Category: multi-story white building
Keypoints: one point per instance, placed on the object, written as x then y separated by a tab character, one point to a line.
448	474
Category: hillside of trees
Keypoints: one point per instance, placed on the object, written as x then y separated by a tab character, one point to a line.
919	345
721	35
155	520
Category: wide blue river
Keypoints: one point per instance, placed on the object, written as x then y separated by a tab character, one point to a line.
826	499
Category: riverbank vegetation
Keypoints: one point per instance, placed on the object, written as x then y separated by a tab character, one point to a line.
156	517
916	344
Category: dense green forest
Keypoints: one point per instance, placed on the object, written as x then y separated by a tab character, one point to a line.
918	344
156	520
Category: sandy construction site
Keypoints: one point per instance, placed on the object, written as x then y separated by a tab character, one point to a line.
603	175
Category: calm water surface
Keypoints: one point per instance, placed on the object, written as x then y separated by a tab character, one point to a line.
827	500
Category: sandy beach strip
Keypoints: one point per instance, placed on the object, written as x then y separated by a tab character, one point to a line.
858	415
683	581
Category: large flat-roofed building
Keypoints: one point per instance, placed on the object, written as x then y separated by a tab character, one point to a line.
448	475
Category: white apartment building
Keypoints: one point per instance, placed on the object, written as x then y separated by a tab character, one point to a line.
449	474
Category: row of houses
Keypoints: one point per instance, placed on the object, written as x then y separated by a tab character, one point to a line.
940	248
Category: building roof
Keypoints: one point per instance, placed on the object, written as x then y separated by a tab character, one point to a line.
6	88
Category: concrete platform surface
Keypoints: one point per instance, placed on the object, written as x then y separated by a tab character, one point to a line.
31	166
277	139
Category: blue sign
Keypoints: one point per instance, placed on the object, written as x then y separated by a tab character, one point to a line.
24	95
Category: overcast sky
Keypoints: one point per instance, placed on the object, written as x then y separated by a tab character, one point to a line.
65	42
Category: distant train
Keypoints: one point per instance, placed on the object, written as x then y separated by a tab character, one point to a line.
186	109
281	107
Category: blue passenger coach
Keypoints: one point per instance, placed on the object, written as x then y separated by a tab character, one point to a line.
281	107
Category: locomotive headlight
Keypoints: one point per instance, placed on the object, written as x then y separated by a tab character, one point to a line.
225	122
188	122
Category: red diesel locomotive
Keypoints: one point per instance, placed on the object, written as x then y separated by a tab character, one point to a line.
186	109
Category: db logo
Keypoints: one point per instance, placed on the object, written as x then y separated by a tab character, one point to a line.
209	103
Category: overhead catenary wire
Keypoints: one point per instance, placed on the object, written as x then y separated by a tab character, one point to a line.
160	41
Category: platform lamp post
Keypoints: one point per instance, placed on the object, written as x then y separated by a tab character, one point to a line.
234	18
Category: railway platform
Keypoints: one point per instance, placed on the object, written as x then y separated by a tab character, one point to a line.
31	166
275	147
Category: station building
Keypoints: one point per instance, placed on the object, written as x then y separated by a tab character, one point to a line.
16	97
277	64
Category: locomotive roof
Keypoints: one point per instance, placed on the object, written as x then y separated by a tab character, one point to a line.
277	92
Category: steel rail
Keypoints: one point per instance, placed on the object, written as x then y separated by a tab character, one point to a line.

=== What is required ===
Above are some records; extract every one of them exactly.

=== Answer to this exercise ===
Category: multi-story white building
Keypoints: one point per instance, placed on the object, written as x then y separated by a tab character, one point to a line.
448	474
Category: hillside of trees
Keypoints: one point per instance, placed on the object, written as x then y separated by a tab character, one point to a line.
919	345
721	35
155	520
Category: wide blue river
Keypoints: one point per instance, placed on the object, written as x then y separated by a tab character, one point to a line.
826	499
Category: riverbank vegetation
Keypoints: one point per instance, placed on the object, written as x then y separated by a tab character, one point to a line.
156	517
916	344
Category: dense green forest
Keypoints: one point per instance, placed on the object, written as x then y separated by a tab character, one point to a line.
918	344
156	520
Category: sandy construction site
Keypoints: one point per instance, placed on the object, written as x then y separated by a tab character, one point to a line.
603	175
Category: calm water surface
Keypoints: one point per instance, placed on the object, written as x then y separated by a tab character, one point to a line.
827	500
Category: sandy beach strip
Keypoints: one point per instance, placed on the object, written as x then y separated by a tab character, one point to a line.
858	415
683	581
Category: large flat-roofed building
Keypoints: one point per instance, placed on the object, written as x then y separated by a tab character, one point to a line.
448	475
Category: white apartment building
Keypoints: one point per instance, placed on the object, written as x then y separated by a tab character, one point to a line.
449	474
Category: row of houses
Keypoints: one point per instance, placed on the object, written as x then y separated by a tab character, one point to a line.
940	248
Category: building roof
Keypoints: one point per instance, placed on the object, written as x then y separated by a tab character, one point to a line.
6	88
Category: concrete platform surface
Keypoints: one point per instance, placed on the object, written as x then y separated by a tab character, one point to a line.
31	166
277	139
Category: blue sign
Keypoints: one point per instance, placed on the object, written as x then y separated by a tab character, one point to a line.
24	95
Category: overcast sky
Keypoints: one point per instance, placed on the object, written as x then y separated by a tab character, one point to a line.
65	42
Category: distant train
Keypoints: one point per instance, placed on the object, written as x then y separated by a tab character, one point to a line.
186	109
281	107
Category: blue passenger coach
Keypoints: one point per instance, placed on the object, written as x then y separated by a tab character, one point to a line.
281	107
Category: locomotive headlight
Keypoints: one point per instance, placed on the object, written as x then y separated by a tab character, one point to a line.
225	122
188	122
Category: red diesel locomotive
Keypoints: one point per instance, placed on the object, written as x then y separated by a tab character, one point to a line.
186	109
Category: db logo
Keypoints: one point per instance, placed on the object, written as x then y separated by a tab character, one point to a line.
209	103
Category: overhead catenary wire
Keypoints: one point per instance, placed on the object, written as x then y separated by a tab character, one point to a line.
160	41
Category: platform lamp post
Keypoints: one point per instance, placed on the object, written as x then y separated by a tab character, one point to a line.
234	18
Category: railway platform
Keypoints: one point per instance, placed on the object, written as x then y separated by a tab character, one point to a line.
31	166
275	147
Category: station building
Keypoints: one point per instance, placed on the object, written as x then y separated by a tab character, one point to a line.
16	97
277	64
Category: locomotive roof
Keypoints: one point per instance, placed on the object, written as x then y separated by a tab character, one point to a line.
277	92
Category: steel rail
Keypoints: one point per instance, placed on the object, written as x then y separated by a tab character, one point to a line.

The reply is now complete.